Will you transcribe all the entries word for word, skipping the pictures they hold?

Stored data entries –
----------------

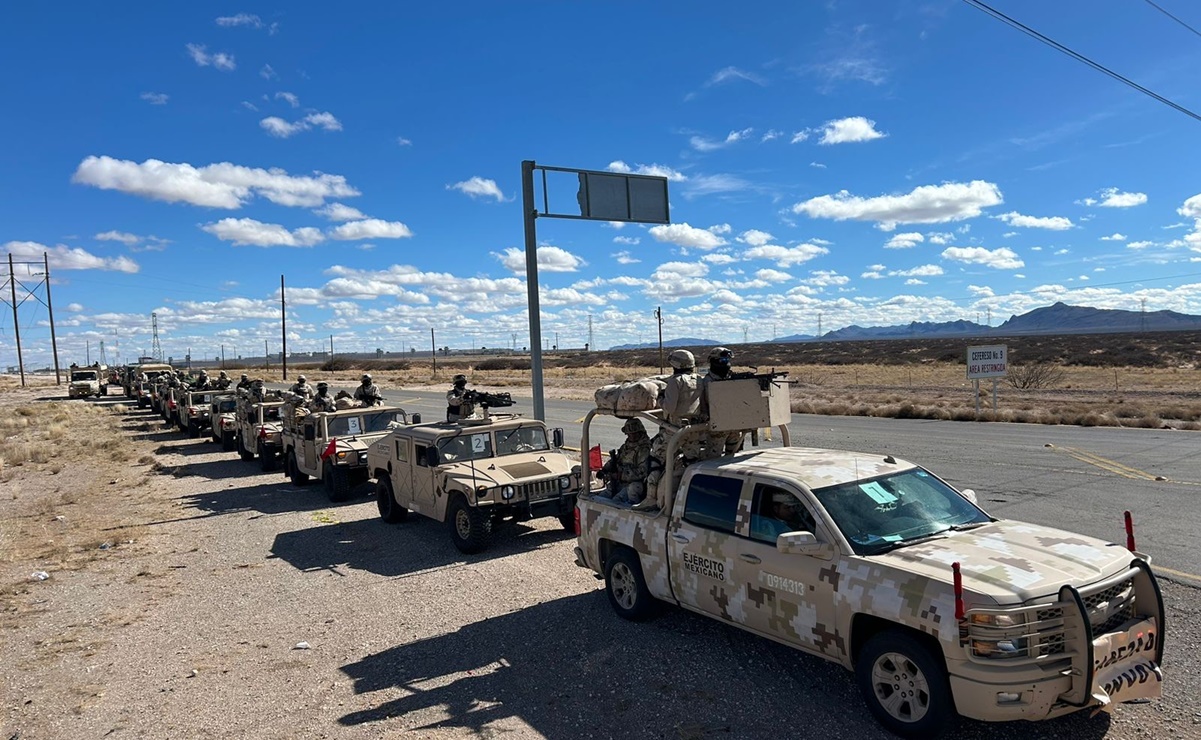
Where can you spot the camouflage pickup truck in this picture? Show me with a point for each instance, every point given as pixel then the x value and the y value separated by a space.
pixel 258 429
pixel 332 446
pixel 474 475
pixel 878 565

----------------

EXERCISE RESPONSE –
Where can you spot the camouflage pickup truck in this picture? Show me with a point for each instance, every point given as pixel then the x value and the y value separated by a space.
pixel 258 429
pixel 332 446
pixel 474 475
pixel 878 565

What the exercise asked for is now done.